▶ [Instructions to follow]
Each record below is to be reproduced without any change.

▶ [Stored rows]
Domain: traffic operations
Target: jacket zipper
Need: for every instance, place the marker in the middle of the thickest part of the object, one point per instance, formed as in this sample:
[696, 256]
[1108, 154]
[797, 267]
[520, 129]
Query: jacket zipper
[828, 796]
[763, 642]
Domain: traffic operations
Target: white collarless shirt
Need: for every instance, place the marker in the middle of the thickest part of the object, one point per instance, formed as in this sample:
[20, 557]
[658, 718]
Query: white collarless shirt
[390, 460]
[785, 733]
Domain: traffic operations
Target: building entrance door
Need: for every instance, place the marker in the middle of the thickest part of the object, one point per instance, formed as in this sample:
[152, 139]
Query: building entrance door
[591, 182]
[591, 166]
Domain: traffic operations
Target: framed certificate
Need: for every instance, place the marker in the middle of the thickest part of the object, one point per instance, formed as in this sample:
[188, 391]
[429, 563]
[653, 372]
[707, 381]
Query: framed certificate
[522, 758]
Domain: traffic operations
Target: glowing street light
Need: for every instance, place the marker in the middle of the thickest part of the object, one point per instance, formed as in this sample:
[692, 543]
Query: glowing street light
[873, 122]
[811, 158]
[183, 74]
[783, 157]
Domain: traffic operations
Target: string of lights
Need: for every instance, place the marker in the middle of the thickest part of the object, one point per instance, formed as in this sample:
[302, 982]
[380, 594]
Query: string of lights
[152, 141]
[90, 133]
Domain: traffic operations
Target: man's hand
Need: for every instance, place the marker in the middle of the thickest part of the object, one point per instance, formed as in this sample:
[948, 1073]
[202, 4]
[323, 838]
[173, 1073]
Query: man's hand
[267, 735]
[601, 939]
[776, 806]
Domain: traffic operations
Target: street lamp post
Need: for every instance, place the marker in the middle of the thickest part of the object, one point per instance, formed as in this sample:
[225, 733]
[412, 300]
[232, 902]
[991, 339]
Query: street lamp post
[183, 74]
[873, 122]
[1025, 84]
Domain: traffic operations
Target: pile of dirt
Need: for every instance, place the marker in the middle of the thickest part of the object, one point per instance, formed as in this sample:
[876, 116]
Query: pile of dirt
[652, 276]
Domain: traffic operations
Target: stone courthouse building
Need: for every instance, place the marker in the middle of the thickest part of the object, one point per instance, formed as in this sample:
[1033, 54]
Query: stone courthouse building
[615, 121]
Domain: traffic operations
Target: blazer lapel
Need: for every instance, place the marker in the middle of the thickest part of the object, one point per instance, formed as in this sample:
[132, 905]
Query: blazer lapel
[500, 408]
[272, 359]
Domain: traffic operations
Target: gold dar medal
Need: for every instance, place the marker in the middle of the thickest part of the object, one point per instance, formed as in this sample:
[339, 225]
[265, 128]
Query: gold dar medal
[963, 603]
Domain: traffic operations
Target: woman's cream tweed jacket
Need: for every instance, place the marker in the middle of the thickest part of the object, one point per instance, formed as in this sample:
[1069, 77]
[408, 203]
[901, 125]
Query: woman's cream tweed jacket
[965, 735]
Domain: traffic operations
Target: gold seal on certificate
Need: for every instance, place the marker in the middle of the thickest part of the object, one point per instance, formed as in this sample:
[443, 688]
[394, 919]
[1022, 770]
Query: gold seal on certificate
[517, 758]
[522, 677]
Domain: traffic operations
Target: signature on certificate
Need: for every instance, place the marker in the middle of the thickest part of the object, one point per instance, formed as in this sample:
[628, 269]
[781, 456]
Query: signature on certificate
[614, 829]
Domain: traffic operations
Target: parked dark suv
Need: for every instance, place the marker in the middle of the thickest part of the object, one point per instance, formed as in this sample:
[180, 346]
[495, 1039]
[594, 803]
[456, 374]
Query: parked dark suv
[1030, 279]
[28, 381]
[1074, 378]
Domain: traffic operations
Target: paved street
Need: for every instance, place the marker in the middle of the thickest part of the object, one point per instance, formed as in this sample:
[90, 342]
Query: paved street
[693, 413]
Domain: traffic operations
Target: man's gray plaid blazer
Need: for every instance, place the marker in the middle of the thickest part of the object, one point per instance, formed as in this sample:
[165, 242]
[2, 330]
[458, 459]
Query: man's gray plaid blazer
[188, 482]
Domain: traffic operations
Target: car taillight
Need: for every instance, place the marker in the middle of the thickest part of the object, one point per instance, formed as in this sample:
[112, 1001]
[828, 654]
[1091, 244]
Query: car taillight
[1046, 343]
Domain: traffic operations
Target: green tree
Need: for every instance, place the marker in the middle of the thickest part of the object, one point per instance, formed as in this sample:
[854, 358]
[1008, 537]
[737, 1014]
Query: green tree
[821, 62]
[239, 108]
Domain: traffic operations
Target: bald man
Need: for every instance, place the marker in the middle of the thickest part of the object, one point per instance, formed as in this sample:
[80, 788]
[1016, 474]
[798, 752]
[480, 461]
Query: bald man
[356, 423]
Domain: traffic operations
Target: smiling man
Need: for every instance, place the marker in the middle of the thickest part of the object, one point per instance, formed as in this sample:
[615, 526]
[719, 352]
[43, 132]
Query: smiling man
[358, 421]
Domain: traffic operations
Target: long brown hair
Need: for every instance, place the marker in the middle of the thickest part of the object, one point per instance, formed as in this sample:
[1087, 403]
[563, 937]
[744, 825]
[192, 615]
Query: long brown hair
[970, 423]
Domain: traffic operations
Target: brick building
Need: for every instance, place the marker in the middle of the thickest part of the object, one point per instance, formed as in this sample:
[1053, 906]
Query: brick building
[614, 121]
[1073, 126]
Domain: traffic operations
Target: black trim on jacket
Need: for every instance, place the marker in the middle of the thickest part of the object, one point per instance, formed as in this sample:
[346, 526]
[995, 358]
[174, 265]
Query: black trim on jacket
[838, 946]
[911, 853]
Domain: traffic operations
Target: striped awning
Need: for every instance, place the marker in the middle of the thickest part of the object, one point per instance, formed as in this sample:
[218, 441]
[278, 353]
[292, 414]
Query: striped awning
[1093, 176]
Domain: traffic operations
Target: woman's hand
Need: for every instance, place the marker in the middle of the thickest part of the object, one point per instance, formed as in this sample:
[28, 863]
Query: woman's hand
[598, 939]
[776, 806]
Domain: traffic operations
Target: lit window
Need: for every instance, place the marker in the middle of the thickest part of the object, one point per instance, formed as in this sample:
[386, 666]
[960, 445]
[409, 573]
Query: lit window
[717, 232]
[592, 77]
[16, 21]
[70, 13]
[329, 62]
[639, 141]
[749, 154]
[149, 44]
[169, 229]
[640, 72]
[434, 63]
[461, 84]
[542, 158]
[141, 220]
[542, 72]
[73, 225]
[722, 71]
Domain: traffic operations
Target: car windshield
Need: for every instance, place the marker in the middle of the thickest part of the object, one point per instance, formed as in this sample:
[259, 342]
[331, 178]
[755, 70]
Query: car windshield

▶ [Solution to this exercise]
Domain: traffic operations
Target: jacket zipper
Need: for every instance, place the marker in the middle of the thickest part of the object, one point per instance, formed as in this sample:
[696, 256]
[1108, 154]
[797, 267]
[520, 129]
Query: jacket zipper
[828, 796]
[763, 642]
Domain: traffic operations
Target: white collarless shirt
Need: for every instance, place the marker in the middle of the thickest part of the object, one point per instance, formed as in this sample:
[20, 557]
[658, 718]
Query: white collarless shirt
[390, 460]
[785, 733]
Domain: traffic operations
Target: building entrance door
Need: for every instance, place the marker in the middle of the thickest part of the object, one point per instance, formed as in this sample:
[152, 139]
Query: building entrance door
[591, 182]
[591, 166]
Domain: traffic operations
Target: framed certificate
Need: for every instance, place the marker in the middle of the thickest part of the object, one point per instance, formed as in this sample:
[188, 391]
[429, 563]
[653, 372]
[707, 381]
Query: framed certificate
[522, 758]
Domain: traffic operations
Target: glowing street light
Need: for every instance, place the marker in the middle of the thickest part of the object, one point per instance, formed as in this sample:
[692, 543]
Query: glowing street light
[873, 122]
[811, 158]
[183, 74]
[783, 157]
Domain: traffic operations
Target: string of lights
Need: for every instance, place the marker in the middle of the thickest part of the object, one point per instance, formed as in this sample:
[302, 982]
[380, 594]
Query: string of lights
[152, 141]
[90, 133]
Domain: traffic operations
Target: man's hand
Need: for every instance, place the marker in the middle of the thickest part of the object, one point per instance, formed as in this sample:
[948, 1073]
[202, 4]
[323, 838]
[173, 1073]
Query: man's hand
[267, 735]
[601, 939]
[776, 806]
Domain: traffic operations
Target: street lamp post
Need: for every instance, place the marker in the middle of the thickest part of the object, one point per instance, formed as in this sample:
[225, 733]
[412, 300]
[232, 902]
[991, 339]
Query: street lamp post
[183, 74]
[873, 122]
[1025, 84]
Domain: traffic operations
Target: pile of dirt
Need: for every instance, place the marker in the middle of the thickest part of the object, one point per instance, formed as in this sample:
[876, 116]
Query: pile of dirt
[652, 276]
Domain: traffic operations
Target: stone courthouse building
Need: for every instance, place the marker in the middle of the thickest part of the object, one point per instance, formed as in this sample:
[1033, 54]
Query: stone courthouse building
[615, 121]
Domain: traffic operations
Target: blazer lapel
Need: for every instance, place the marker in the middle of the thickest part of the object, one point per instance, formed as in this sample:
[132, 905]
Query: blazer lapel
[500, 408]
[272, 359]
Domain: traffic operations
Target: gold dar medal
Need: for every instance, place the marker in the middle of the thickest part of the object, one point per instance, formed as in this sample:
[339, 225]
[265, 128]
Query: gold dar medal
[963, 603]
Domain: traffic operations
Target: woman's cream tweed jacket
Need: for every instance, place the marker in the middle of the thickest part of the object, one point per instance, formed as in this sample:
[1069, 77]
[408, 203]
[901, 125]
Query: woman's cream tweed jacket
[965, 735]
Domain: traffic operations
Target: gold seal on certificate
Need: for every instance, place the marker in the middle of the thickest part of the object, one point per instance, formed as in this sample:
[443, 688]
[394, 919]
[1022, 770]
Query: gold seal on certificate
[517, 758]
[522, 677]
Domain: traffic operations
Target: signature on certificate
Need: for every instance, place the marker in the middle of the thickest part of the object, one point per instance, formed as in this sample:
[628, 269]
[781, 456]
Query: signature on certificate
[614, 829]
Domain: traffic operations
Target: parked dark suv
Need: for every instance, place the marker in the middle of the thickest part of the object, one point per instance, formed as in this sample:
[180, 346]
[495, 1039]
[594, 803]
[456, 374]
Query: parked dark suv
[1030, 279]
[28, 381]
[1074, 378]
Domain: traffic operations
Target: paved street
Need: for every instance, place the marker in the middle of the thickest part of the object, one point per instance, formed as in this sample:
[90, 342]
Query: paved street
[693, 413]
Domain: traffic operations
Target: man's gray plaid blazer
Need: for every instance, place the marker in the middle of the thickest part of the object, one point per instance, formed as in this sample:
[165, 242]
[2, 330]
[458, 459]
Query: man's gray plaid blazer
[188, 482]
Domain: traffic operations
Target: car taillight
Need: for every instance, place the marker in the middle of the thickest part of the object, one point per instance, formed as in this sample:
[112, 1001]
[828, 654]
[1091, 244]
Query: car taillight
[1046, 343]
Domain: traffic operations
Target: green tree
Need: for every instance, place the marker in the middle of the thickest part of the object, one point per instance, formed as in this sample:
[854, 358]
[1008, 537]
[737, 1014]
Query: green tree
[821, 62]
[239, 108]
Domain: traffic operations
Target: bald man
Need: for every instance, place the marker in the middle of the thickest part of the object, one point per instance, formed as in this sample:
[80, 788]
[1016, 474]
[798, 752]
[480, 461]
Query: bald man
[356, 423]
Domain: traffic operations
Target: smiling man
Need: for every instance, place the marker in the middle of the thickest part of the object, one point per instance, formed as in this sample:
[615, 526]
[719, 352]
[43, 132]
Query: smiling man
[358, 421]
Domain: traffic operations
Target: long brown hair
Need: for every instance, place the marker in the middle of the thickest part of the object, one point per instance, formed as in this sample:
[1087, 403]
[563, 937]
[744, 825]
[192, 615]
Query: long brown hair
[970, 423]
Domain: traffic operations
Target: brick building
Need: for every instance, place the marker in the middle of the thickest part of the object, one point per instance, formed as in this sample:
[1053, 906]
Query: brick building
[614, 121]
[1073, 126]
Domain: traffic operations
Target: black trim on jacket
Need: for every instance, place the marker in the middle of the thickest part of the object, one point per instance, formed as in this sample:
[346, 526]
[995, 358]
[174, 265]
Query: black trim on jacket
[838, 946]
[911, 853]
Domain: traffic operations
Target: striped awning
Need: for every instance, place the marker in the middle of the thickest part of the object, one point per instance, formed as in this sample:
[218, 441]
[278, 353]
[292, 414]
Query: striped awning
[1093, 176]
Domain: traffic operations
Target: woman's hand
Need: for every instance, place the marker in the middle of the thickest part of the object, one point per instance, formed as in this sample:
[28, 863]
Query: woman's hand
[598, 939]
[776, 806]
Domain: traffic operations
Target: lit window
Need: for every instance, place the marker in the middle of the thickest part of the object, one point per instance, formed as in this sample:
[386, 666]
[960, 445]
[409, 573]
Query: lit window
[717, 232]
[592, 77]
[16, 21]
[70, 13]
[329, 62]
[639, 141]
[749, 154]
[149, 44]
[169, 229]
[640, 72]
[434, 63]
[461, 84]
[542, 158]
[141, 220]
[542, 72]
[73, 225]
[722, 71]
Domain: traffic operations
Target: car windshield
Need: for every instance, place the marker in the middle of the thickest part of the object, one point per instance, formed as in this sample:
[259, 342]
[331, 178]
[755, 70]
Query: car windshield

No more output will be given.